- [Task goal] Write out the line that contains "Exercise. Spot the snowy" and every line after it through the end of the entries, exactly as given and with no other lines.

- [Material shown]
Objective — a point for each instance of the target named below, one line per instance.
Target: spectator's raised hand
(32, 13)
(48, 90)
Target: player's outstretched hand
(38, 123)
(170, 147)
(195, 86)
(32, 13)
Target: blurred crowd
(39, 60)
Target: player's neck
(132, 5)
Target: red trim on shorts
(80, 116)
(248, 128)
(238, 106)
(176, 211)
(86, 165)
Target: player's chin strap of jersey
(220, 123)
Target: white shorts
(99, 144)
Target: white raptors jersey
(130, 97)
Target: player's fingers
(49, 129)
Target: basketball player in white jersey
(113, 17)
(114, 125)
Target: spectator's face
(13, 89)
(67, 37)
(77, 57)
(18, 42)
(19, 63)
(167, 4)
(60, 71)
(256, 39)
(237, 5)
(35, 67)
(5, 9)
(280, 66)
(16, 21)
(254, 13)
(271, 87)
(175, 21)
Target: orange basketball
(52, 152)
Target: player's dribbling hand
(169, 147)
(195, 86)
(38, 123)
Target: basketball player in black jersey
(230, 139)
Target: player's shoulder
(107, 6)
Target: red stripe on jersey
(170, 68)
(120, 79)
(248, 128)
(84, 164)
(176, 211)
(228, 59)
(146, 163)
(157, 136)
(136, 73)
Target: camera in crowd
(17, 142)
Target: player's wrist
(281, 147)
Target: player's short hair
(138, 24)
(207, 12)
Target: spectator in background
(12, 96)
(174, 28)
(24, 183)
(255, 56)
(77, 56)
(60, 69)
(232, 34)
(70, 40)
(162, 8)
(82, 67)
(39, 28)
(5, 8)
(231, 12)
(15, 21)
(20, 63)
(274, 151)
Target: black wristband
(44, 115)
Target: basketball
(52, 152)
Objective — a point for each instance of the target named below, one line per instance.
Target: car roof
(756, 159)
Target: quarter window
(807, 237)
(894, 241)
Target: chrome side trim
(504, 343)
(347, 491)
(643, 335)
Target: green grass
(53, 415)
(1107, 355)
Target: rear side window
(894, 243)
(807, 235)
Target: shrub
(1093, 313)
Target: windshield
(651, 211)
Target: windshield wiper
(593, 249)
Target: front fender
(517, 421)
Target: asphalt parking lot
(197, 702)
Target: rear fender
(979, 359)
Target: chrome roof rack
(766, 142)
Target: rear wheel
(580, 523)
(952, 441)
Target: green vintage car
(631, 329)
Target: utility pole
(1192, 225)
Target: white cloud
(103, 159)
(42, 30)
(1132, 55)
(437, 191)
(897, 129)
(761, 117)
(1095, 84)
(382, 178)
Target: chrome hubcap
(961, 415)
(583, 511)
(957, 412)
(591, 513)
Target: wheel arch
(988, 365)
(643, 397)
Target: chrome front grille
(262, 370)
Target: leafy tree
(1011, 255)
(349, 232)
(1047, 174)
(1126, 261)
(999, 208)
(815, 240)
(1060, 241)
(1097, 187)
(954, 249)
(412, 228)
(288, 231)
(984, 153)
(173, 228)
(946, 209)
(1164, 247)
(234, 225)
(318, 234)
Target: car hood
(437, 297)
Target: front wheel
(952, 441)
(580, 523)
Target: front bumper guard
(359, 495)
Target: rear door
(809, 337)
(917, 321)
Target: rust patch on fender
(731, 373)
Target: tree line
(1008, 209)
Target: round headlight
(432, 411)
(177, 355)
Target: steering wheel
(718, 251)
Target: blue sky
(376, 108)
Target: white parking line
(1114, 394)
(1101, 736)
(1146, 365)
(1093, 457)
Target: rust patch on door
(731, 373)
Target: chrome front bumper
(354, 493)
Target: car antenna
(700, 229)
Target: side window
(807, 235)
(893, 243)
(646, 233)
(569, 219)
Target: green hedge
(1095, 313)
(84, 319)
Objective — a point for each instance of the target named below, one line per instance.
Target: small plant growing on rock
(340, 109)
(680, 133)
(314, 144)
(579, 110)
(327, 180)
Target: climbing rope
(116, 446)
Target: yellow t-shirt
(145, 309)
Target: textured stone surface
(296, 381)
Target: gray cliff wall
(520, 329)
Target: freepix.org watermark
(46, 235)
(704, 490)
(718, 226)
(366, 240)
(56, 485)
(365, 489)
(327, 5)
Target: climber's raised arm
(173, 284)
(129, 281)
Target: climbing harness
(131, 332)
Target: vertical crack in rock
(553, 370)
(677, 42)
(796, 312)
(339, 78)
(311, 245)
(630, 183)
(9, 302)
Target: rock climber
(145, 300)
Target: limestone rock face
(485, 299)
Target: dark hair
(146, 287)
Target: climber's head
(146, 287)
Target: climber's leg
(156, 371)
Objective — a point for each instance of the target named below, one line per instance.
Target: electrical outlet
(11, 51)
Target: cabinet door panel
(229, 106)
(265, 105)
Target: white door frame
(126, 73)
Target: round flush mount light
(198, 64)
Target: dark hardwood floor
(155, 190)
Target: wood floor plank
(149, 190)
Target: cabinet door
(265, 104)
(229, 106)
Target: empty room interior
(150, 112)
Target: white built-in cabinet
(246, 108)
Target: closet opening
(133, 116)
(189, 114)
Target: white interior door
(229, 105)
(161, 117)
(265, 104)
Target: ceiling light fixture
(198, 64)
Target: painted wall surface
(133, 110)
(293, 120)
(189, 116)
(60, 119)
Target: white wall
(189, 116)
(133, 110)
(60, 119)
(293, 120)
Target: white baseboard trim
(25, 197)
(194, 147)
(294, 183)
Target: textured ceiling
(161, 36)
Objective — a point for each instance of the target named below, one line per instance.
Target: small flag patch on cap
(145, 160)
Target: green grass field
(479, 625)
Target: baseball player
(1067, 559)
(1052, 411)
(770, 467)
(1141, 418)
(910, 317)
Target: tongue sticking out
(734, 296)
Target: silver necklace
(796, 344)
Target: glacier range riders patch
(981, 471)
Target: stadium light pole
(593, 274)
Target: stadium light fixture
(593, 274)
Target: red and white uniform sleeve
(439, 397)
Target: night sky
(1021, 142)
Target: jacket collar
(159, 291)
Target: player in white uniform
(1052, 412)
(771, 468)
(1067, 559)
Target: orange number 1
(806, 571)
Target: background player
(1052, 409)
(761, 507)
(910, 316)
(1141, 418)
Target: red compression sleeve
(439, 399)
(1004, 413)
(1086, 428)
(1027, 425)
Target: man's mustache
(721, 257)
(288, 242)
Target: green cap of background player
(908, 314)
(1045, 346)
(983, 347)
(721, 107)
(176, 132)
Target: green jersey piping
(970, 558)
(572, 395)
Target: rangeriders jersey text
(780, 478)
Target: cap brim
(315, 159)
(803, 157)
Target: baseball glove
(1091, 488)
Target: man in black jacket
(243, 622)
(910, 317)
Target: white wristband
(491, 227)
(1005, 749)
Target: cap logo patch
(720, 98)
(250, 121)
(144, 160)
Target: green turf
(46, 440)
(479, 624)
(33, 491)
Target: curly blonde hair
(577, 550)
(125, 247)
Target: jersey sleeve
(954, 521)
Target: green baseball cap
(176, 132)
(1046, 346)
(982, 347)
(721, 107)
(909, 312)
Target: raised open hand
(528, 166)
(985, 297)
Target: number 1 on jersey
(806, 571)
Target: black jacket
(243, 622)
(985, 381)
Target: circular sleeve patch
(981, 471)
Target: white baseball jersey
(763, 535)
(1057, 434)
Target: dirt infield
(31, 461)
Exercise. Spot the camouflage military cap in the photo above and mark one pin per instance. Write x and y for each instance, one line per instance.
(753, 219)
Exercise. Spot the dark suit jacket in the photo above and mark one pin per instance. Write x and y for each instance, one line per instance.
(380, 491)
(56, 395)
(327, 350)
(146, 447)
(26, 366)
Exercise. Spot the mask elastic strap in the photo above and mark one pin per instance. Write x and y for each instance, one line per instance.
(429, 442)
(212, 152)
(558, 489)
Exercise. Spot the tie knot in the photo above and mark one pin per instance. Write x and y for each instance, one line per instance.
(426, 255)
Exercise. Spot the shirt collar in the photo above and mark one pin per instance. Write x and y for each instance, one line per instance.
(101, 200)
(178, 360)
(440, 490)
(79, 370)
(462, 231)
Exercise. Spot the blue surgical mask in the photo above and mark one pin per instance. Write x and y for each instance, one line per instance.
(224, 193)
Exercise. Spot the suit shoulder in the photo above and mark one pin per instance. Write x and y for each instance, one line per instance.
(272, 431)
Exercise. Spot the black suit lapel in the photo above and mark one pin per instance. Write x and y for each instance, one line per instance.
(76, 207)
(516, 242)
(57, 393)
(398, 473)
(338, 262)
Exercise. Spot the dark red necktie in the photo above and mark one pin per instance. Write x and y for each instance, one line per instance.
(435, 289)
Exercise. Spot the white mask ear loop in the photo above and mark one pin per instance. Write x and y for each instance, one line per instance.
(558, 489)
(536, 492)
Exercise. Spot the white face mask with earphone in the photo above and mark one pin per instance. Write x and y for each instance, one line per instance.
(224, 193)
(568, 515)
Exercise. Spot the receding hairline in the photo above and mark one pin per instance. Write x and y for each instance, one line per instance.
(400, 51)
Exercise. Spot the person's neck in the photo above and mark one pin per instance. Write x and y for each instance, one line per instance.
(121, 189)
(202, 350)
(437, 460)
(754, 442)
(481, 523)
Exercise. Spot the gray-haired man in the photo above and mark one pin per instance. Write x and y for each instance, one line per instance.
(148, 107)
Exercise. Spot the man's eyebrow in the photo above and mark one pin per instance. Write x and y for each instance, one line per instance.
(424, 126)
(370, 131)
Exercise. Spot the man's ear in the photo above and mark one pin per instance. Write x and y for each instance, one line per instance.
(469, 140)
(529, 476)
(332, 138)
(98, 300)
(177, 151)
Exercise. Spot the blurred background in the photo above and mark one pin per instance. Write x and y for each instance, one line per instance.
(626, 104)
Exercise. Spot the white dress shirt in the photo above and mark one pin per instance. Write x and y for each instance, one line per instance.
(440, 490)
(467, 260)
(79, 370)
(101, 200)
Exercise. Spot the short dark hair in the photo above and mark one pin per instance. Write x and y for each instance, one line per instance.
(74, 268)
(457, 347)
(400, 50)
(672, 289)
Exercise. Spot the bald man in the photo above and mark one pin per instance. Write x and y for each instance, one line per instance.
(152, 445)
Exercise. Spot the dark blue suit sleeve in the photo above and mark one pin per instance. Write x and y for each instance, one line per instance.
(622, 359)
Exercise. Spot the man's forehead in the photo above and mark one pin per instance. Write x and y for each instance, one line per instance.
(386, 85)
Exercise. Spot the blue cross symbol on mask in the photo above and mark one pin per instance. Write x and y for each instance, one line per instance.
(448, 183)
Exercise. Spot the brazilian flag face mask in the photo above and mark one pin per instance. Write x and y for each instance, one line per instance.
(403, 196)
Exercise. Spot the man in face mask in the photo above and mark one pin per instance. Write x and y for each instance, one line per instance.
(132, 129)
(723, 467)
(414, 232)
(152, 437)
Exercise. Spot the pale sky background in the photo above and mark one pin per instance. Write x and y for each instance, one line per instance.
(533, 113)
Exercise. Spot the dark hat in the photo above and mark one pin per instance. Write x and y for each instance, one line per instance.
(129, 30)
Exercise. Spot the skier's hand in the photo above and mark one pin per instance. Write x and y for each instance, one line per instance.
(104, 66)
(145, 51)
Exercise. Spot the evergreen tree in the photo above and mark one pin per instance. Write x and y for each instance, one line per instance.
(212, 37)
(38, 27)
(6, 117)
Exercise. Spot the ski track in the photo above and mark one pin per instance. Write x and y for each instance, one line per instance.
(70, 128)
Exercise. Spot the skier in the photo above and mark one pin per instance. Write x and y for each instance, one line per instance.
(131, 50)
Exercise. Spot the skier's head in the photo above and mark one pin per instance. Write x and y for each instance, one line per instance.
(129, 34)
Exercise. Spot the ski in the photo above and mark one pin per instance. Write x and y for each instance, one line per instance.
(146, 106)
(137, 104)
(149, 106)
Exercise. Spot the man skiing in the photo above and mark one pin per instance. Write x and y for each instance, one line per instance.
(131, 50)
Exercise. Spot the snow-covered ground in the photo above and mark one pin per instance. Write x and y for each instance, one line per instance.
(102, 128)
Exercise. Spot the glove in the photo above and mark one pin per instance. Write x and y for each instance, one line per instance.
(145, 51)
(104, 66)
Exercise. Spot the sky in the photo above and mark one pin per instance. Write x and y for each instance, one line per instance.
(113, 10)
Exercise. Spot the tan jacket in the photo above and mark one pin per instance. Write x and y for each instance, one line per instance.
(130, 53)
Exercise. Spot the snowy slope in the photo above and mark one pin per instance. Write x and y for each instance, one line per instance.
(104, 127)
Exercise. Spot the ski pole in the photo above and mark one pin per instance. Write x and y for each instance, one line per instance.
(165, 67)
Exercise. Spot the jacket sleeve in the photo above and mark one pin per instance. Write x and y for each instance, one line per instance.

- [Reply]
Exercise. Spot the snowy slope in the photo above and mark one pin per instance. Write x and y for each instance, one line per instance.
(104, 127)
Exercise. Spot the ski pole in the photo above and mark one pin per instance. Write x and y for each instance, one line per instance.
(165, 67)
Exercise. Spot the jacket sleeve in the photo above and mark one pin per instance. Write x and y for each instance, one line per instance.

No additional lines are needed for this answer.